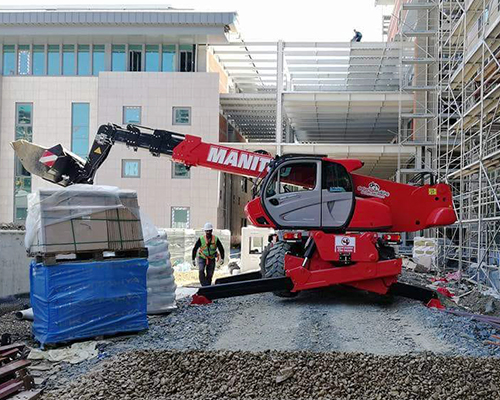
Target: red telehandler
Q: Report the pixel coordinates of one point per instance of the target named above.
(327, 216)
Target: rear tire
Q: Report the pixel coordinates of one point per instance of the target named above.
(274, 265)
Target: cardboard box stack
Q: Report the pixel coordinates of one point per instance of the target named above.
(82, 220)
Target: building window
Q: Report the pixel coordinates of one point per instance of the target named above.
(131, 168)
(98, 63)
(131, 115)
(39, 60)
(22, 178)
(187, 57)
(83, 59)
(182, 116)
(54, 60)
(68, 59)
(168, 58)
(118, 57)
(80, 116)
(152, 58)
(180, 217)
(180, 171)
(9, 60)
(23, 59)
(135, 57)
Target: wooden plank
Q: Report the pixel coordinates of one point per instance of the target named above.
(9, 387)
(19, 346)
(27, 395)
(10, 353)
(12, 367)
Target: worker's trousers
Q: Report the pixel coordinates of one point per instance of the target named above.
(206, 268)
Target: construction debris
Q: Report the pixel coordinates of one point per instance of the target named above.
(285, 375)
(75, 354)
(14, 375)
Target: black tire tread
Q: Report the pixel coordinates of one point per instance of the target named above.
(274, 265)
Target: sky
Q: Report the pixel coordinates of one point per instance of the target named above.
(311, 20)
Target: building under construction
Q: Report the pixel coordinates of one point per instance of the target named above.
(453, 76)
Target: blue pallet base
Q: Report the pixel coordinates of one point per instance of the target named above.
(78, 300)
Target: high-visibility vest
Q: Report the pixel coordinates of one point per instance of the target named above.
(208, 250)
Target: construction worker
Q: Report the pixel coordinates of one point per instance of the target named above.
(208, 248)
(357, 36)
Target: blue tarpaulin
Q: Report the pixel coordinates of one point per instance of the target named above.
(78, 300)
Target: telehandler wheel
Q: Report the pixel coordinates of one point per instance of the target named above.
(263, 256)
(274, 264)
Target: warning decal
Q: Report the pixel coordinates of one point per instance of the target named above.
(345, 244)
------------------------------------------------
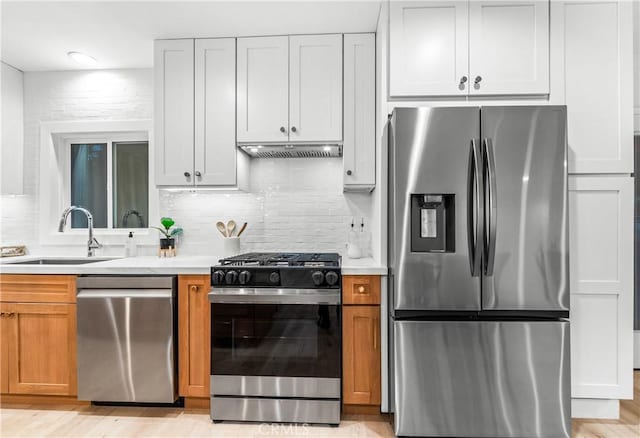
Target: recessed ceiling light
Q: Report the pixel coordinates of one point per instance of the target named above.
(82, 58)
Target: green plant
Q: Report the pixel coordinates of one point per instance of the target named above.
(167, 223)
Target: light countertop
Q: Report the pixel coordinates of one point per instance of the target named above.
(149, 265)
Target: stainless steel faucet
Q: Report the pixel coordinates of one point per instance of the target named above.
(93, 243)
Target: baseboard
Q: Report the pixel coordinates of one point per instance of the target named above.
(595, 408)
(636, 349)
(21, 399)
------------------------------------------------
● **WORK REQUEST**:
Going through the data, count each line where the word "light" appears, and state only the total.

● **ANSWER BELOW**:
2